- _Text to read_

@microsoft/datafactory-tips — Agent Skill

---
name: datafactory-tips
description: Operational tips and best practices for working with Microsoft Fabric Data Factory MCP tools. Use when executing queries, troubleshooting timeouts, creating dataflows end-to-end, or working with large datasets via the DataFactory.MCP tools.
---

# Data Factory Tips

Operational knowledge for working with Microsoft Fabric Data Factory.

## Must / Prefer / Avoid

### MUST DO
- Use `executeOption = "ApplyChangesIfNeeded"` on first refresh of API-created dataflows (default causes `DataflowNeverPublishedError`)

- _Data extract_
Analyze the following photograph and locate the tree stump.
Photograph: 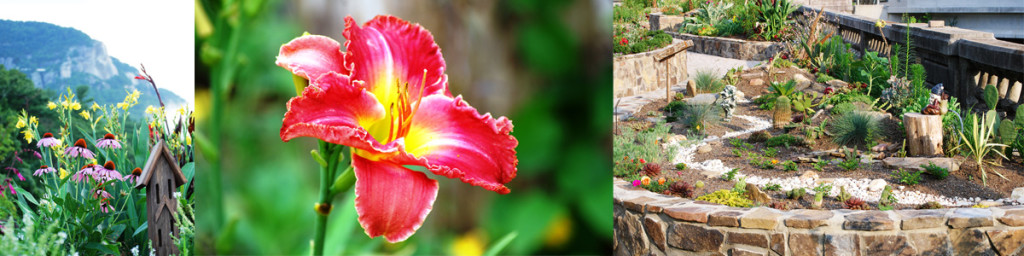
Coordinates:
[903,113,942,157]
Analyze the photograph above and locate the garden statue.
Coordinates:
[715,85,736,122]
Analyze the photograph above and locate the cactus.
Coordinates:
[984,85,999,110]
[772,96,793,129]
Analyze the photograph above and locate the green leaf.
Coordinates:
[483,231,519,256]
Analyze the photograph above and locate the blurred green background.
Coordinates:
[196,0,612,255]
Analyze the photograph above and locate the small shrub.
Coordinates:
[831,112,879,145]
[843,198,871,210]
[722,168,739,181]
[643,163,662,177]
[918,201,945,210]
[785,187,807,199]
[669,180,693,199]
[921,162,949,179]
[696,189,754,207]
[765,134,804,147]
[693,69,725,93]
[892,168,924,185]
[782,160,798,172]
[676,163,686,171]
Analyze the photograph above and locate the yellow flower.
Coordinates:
[22,130,36,143]
[452,231,483,256]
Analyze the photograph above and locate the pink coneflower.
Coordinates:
[93,161,124,182]
[96,133,121,150]
[65,138,94,159]
[124,167,142,183]
[32,165,56,176]
[71,164,96,182]
[36,132,60,147]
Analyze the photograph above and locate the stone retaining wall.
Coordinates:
[798,7,1024,112]
[613,40,691,97]
[648,13,783,60]
[613,179,1024,255]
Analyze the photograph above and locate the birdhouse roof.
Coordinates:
[135,140,185,188]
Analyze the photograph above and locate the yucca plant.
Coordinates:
[958,113,1010,185]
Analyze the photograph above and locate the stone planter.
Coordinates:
[612,179,1024,255]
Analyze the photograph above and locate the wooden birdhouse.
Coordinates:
[135,140,185,256]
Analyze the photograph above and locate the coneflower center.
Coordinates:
[75,138,86,147]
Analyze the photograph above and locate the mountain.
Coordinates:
[0,19,186,117]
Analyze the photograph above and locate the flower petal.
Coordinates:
[276,35,350,81]
[404,95,519,194]
[281,72,384,148]
[344,15,451,102]
[351,154,437,243]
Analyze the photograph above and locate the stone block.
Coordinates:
[948,208,992,228]
[790,232,824,256]
[643,216,666,251]
[843,211,896,231]
[708,211,743,226]
[665,204,721,223]
[668,223,725,252]
[739,207,782,230]
[726,231,768,248]
[824,233,860,256]
[896,209,949,230]
[785,210,833,228]
[861,234,918,256]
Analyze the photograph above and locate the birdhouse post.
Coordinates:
[135,140,185,256]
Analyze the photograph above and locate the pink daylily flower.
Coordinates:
[276,16,518,243]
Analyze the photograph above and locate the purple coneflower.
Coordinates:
[65,138,93,159]
[93,161,124,182]
[36,132,60,147]
[96,133,121,150]
[32,165,56,176]
[71,164,96,182]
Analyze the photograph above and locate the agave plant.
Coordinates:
[958,112,1010,185]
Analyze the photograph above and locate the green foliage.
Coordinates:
[879,185,899,211]
[772,96,793,128]
[958,111,1010,185]
[782,160,798,172]
[696,189,754,207]
[921,162,949,179]
[785,187,807,199]
[765,134,804,147]
[983,85,999,111]
[693,69,725,93]
[612,123,676,174]
[836,186,853,202]
[722,168,739,181]
[831,112,879,146]
[892,168,924,185]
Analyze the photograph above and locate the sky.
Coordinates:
[0,0,196,104]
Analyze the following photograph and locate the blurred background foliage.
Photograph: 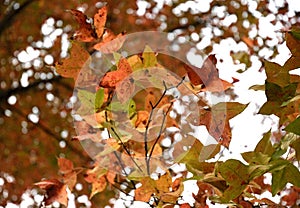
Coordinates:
[0,0,300,205]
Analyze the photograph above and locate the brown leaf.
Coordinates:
[55,42,90,80]
[116,78,135,103]
[57,157,74,175]
[134,177,156,202]
[99,58,132,88]
[184,55,219,86]
[93,29,126,53]
[34,179,68,206]
[94,6,107,38]
[70,9,95,42]
[135,111,149,129]
[184,55,233,92]
[90,175,106,199]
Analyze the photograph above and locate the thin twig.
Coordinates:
[110,127,143,172]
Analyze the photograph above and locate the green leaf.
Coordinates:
[285,29,300,57]
[266,82,297,103]
[271,161,300,196]
[264,61,290,87]
[291,139,300,161]
[284,117,300,135]
[219,159,249,187]
[231,51,252,68]
[254,130,275,156]
[142,45,157,68]
[221,184,247,203]
[95,88,104,112]
[258,101,281,116]
[76,90,95,115]
[175,138,220,168]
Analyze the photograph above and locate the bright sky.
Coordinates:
[5,0,300,208]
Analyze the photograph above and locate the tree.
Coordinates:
[0,1,300,207]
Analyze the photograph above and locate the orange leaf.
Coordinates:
[94,6,107,38]
[70,9,95,42]
[90,175,106,199]
[34,179,68,206]
[135,111,149,128]
[94,29,126,53]
[116,79,135,103]
[134,177,156,202]
[184,55,219,86]
[99,58,132,88]
[57,157,74,175]
[55,42,90,80]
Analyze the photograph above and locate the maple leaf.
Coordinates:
[184,54,233,92]
[70,9,96,42]
[54,42,90,80]
[93,29,126,53]
[57,158,77,191]
[200,102,247,148]
[94,6,107,38]
[99,58,132,88]
[34,179,68,206]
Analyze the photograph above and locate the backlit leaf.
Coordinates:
[70,9,96,42]
[94,6,107,38]
[284,117,300,135]
[271,161,300,196]
[34,179,68,206]
[55,42,90,80]
[90,176,107,199]
[93,29,126,53]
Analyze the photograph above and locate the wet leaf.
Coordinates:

- _What you are asked to do_
Could you carry on the Data Factory tips page above the entries from the point where it stops?

- _Answer for this exercise_
- Include both a `DataDestinations` annotation AND a companion `_DataDestination` query for Lakehouse output
- Name destination queries `[QueryName]_DataDestination` — e.g., query `Results` gets companion `Results_DataDestination`
- Use `Kind = "Automatic"` (not Manual) when creating new destination tables — Manual causes `DestinationColumnNotFound`
- Always use `IsNewTarget = true` with `?` null-safe operators in API-created dataflows — even when the table exists; `IsNewTarget = false` with direct `[Data]` fails on first refresh
- Add `[AllowCombine = true]` section attribute when combining multiple source types (Lakehouse + SharePoint, etc.)
- Use a fresh dataflow for multi-source — never transition a published single-source dataflow to multi-source
- Consolidate all Lakehouse table reads into a single source query (one `Lakehouse.Contents` call) in multi-source dataflows
- Re-add connections via `add_connection_to_dataflow` after `save_dataflow_definition` (save may wipe them)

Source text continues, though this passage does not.